### OBJECTIVE:
Copy each of the following entries word for word.

## Start

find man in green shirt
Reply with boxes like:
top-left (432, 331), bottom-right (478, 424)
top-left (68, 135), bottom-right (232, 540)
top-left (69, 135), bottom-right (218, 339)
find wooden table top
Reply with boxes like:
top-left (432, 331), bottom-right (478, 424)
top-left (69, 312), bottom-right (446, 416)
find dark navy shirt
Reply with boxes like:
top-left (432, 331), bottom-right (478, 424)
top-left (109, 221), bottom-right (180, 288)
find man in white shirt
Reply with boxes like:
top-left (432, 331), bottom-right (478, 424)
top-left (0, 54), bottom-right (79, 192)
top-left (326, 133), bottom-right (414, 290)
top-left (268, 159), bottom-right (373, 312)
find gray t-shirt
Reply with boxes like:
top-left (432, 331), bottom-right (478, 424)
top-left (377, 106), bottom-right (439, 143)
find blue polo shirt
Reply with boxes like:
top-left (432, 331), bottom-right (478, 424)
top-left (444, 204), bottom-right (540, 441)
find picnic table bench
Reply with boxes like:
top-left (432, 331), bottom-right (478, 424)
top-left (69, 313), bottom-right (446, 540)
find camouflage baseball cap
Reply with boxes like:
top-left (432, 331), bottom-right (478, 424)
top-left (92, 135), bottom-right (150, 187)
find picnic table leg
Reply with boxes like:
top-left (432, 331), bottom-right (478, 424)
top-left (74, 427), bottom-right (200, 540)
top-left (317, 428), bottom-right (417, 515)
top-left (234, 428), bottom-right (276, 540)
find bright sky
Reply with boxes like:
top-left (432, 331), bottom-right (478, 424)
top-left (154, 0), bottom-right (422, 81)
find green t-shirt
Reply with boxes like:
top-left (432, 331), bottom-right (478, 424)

## End

### EXERCISE OUTPUT:
find man in green shirt
Reply with boxes like:
top-left (432, 331), bottom-right (478, 424)
top-left (68, 135), bottom-right (232, 540)
top-left (69, 135), bottom-right (218, 339)
find wooden table top
Reply with boxes like:
top-left (432, 331), bottom-right (478, 424)
top-left (69, 312), bottom-right (446, 416)
find dark navy shirt
Reply with boxes like:
top-left (432, 331), bottom-right (478, 424)
top-left (109, 221), bottom-right (180, 288)
find man in white shirt
Reply with boxes like:
top-left (432, 331), bottom-right (478, 424)
top-left (0, 54), bottom-right (79, 192)
top-left (326, 133), bottom-right (414, 290)
top-left (268, 159), bottom-right (373, 312)
find gray t-shirt
Reply with boxes like:
top-left (432, 331), bottom-right (478, 424)
top-left (377, 106), bottom-right (439, 143)
find blue polo shirt
Reply with boxes like:
top-left (432, 331), bottom-right (478, 424)
top-left (444, 204), bottom-right (540, 441)
find picnic table bench
Reply with boxes like:
top-left (432, 331), bottom-right (478, 424)
top-left (69, 313), bottom-right (446, 540)
find camouflage baseball cap
Reply with boxes like:
top-left (432, 331), bottom-right (478, 424)
top-left (92, 135), bottom-right (150, 187)
find picnic table leg
Reply with boxes like:
top-left (432, 331), bottom-right (478, 424)
top-left (74, 427), bottom-right (200, 540)
top-left (317, 428), bottom-right (417, 515)
top-left (234, 428), bottom-right (276, 540)
find bright sky
Reply with boxes like:
top-left (432, 331), bottom-right (478, 424)
top-left (154, 0), bottom-right (422, 81)
find green t-shirt
Reply with boxes like:
top-left (432, 331), bottom-right (478, 424)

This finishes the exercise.